Assignment
Of the lines below, write out exactly those from the line with "Target: church steeple" through the line with "Put a marker on every instance of the butterfly thorax, body", both included, and skip the rest.

Dataset excerpts
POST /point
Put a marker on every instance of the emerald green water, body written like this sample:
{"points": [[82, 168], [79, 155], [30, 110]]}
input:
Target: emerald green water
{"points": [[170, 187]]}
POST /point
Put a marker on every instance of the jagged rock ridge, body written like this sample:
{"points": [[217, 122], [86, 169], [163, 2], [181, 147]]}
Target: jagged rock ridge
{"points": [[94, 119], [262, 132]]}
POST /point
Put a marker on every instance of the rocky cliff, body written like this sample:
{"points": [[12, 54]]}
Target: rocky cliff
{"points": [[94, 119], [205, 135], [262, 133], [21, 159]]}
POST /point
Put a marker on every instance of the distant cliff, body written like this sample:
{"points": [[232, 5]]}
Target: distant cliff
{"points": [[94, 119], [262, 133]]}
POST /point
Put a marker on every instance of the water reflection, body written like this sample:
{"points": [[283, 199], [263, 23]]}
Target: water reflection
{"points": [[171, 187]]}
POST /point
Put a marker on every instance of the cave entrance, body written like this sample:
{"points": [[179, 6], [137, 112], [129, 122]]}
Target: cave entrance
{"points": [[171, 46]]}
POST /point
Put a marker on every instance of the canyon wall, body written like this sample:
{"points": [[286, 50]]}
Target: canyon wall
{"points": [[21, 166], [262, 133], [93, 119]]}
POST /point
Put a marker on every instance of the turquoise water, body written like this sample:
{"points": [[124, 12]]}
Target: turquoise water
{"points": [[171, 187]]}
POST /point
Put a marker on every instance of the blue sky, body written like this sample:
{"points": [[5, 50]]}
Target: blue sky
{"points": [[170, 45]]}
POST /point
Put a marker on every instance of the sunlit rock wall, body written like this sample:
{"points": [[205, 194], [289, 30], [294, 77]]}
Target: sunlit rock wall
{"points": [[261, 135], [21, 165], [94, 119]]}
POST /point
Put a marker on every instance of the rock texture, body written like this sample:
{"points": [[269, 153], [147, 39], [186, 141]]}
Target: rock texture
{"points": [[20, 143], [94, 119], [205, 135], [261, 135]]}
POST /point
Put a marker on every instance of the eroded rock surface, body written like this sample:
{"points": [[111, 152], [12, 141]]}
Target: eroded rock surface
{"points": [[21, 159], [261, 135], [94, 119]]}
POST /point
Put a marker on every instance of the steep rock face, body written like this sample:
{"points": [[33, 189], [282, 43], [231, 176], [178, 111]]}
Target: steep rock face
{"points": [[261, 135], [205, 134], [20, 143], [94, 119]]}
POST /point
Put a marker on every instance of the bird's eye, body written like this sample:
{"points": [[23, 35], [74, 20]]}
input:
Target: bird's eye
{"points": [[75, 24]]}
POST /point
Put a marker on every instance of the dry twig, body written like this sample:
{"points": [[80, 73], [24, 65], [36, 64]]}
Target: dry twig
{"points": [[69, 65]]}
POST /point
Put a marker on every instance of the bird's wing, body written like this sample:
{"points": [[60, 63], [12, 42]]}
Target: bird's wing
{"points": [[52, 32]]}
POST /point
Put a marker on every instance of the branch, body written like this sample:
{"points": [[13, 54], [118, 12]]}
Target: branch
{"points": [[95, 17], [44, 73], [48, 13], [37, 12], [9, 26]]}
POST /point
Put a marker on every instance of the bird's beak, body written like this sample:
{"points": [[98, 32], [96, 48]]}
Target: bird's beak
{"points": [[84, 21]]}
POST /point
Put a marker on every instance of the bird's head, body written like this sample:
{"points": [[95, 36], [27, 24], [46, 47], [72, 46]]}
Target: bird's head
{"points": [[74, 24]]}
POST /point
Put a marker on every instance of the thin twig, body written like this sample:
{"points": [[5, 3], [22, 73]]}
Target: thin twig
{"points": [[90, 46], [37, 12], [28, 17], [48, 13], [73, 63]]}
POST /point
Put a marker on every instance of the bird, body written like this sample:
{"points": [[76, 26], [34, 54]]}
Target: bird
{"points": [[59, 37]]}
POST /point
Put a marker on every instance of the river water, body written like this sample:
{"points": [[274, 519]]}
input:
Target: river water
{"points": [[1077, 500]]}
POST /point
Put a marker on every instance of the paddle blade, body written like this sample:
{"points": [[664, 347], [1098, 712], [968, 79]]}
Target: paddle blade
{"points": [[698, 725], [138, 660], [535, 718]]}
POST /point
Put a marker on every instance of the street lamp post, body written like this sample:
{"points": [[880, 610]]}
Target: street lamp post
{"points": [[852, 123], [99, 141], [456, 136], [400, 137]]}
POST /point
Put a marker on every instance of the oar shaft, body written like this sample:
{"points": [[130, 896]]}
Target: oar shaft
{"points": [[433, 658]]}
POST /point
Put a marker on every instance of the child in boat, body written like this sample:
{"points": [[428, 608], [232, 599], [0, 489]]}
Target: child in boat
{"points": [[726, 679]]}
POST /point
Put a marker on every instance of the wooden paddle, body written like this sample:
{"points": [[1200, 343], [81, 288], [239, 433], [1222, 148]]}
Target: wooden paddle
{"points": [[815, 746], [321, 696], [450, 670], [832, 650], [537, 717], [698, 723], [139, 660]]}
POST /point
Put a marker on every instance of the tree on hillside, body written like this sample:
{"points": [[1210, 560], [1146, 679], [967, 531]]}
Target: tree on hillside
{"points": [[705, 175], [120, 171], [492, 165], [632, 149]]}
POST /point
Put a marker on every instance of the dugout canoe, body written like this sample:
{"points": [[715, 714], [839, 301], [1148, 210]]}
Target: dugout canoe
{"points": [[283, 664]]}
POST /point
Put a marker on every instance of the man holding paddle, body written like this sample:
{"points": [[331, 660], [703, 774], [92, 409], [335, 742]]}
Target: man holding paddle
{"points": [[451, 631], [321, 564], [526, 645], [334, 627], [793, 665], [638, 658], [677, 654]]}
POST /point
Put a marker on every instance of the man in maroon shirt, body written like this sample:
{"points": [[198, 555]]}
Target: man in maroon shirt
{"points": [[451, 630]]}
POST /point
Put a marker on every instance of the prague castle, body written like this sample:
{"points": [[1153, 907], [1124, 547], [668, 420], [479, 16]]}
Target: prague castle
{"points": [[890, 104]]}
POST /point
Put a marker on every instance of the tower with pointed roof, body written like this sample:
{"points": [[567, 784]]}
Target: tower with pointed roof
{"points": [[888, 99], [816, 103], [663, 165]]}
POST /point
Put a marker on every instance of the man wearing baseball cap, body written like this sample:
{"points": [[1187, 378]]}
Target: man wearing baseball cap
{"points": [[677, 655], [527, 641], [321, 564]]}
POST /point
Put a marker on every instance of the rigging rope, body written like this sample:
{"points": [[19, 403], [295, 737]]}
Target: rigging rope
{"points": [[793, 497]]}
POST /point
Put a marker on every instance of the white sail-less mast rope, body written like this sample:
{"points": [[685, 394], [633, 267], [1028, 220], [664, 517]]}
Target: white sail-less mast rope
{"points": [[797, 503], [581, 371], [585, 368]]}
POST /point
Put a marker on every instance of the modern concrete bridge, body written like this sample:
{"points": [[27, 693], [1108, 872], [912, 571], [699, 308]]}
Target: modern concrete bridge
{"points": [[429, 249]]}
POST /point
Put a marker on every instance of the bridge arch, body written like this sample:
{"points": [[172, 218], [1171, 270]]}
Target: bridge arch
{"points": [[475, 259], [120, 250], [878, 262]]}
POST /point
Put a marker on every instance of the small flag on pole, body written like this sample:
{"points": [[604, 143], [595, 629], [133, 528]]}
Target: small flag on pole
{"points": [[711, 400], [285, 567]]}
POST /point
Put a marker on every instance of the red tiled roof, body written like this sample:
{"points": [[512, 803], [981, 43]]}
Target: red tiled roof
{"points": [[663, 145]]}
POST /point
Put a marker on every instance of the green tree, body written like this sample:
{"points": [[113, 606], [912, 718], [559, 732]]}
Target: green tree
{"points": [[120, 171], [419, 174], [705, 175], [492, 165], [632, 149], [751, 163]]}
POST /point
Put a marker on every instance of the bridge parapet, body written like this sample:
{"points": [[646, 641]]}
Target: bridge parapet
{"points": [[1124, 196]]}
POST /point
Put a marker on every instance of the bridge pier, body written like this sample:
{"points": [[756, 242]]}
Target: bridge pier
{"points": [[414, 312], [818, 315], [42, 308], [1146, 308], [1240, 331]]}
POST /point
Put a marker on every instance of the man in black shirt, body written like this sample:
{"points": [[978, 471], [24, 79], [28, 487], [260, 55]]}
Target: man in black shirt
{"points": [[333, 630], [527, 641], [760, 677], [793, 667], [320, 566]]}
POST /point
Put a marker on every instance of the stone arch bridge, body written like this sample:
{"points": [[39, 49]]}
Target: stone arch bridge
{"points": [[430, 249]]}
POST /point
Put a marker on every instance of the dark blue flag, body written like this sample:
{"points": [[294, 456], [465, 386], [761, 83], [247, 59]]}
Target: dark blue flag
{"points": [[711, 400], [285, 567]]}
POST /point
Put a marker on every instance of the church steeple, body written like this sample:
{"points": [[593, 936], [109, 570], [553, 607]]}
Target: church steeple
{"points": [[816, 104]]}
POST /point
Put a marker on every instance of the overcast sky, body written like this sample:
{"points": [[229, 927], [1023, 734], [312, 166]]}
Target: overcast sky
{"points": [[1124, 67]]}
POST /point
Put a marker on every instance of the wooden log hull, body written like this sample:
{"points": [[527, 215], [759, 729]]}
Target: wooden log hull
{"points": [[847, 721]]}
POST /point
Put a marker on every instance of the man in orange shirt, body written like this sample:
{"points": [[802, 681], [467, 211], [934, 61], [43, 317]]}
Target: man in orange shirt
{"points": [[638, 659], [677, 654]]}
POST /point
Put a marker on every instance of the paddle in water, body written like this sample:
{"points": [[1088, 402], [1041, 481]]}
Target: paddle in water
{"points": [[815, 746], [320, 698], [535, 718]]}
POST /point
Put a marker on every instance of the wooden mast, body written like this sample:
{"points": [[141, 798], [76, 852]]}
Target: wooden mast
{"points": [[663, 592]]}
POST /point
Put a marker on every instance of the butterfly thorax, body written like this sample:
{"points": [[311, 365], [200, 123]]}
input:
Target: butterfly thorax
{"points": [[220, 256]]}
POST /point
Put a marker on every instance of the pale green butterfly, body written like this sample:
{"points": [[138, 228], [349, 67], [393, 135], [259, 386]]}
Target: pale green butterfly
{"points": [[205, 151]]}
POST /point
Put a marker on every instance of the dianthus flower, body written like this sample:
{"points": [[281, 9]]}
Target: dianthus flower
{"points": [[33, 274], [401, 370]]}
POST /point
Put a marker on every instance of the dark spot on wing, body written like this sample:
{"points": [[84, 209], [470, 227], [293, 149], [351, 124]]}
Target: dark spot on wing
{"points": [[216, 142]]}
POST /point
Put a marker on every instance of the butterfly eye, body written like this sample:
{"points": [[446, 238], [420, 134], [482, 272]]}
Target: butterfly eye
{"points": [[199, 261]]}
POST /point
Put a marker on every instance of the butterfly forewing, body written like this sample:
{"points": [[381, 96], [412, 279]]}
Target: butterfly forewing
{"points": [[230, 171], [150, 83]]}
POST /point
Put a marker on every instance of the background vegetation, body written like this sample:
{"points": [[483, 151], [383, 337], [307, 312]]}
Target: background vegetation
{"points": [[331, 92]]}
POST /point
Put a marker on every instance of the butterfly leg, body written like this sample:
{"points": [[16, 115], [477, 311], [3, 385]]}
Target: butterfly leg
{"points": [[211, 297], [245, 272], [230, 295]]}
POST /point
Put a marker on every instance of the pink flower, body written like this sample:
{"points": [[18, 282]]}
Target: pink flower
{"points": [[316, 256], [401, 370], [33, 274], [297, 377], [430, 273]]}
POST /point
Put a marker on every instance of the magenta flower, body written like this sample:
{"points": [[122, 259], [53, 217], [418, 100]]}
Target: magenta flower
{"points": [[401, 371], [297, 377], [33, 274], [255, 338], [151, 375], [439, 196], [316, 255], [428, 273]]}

Response
Target: church steeple
{"points": [[816, 104]]}
POST /point
Put a marker on every instance of the overcast sky, body written like this sample:
{"points": [[229, 927], [1023, 734], [312, 166]]}
Target: overcast sky
{"points": [[1124, 67]]}
POST /point
Put a marker on every instance of the wooden log hull, body written like this sample:
{"points": [[527, 215], [759, 729]]}
Target: wooden log hull
{"points": [[847, 721]]}
POST /point
Put a marker on every instance of the man in orange shirt, body written like this sample:
{"points": [[802, 681], [467, 211], [934, 61], [43, 317]]}
Target: man in orange shirt
{"points": [[638, 659], [677, 654]]}
POST /point
Put a marker on every instance of the paddle in water, body written like this sample:
{"points": [[1088, 402], [1041, 481]]}
Target: paddle in water
{"points": [[815, 746], [320, 698], [535, 718]]}
POST /point
Put a marker on every instance of the wooden mast, body written like this sample:
{"points": [[141, 798], [76, 852]]}
Target: wooden mast
{"points": [[663, 592]]}
POST /point
Put a marker on every instance of the butterfly thorax, body written like this sample:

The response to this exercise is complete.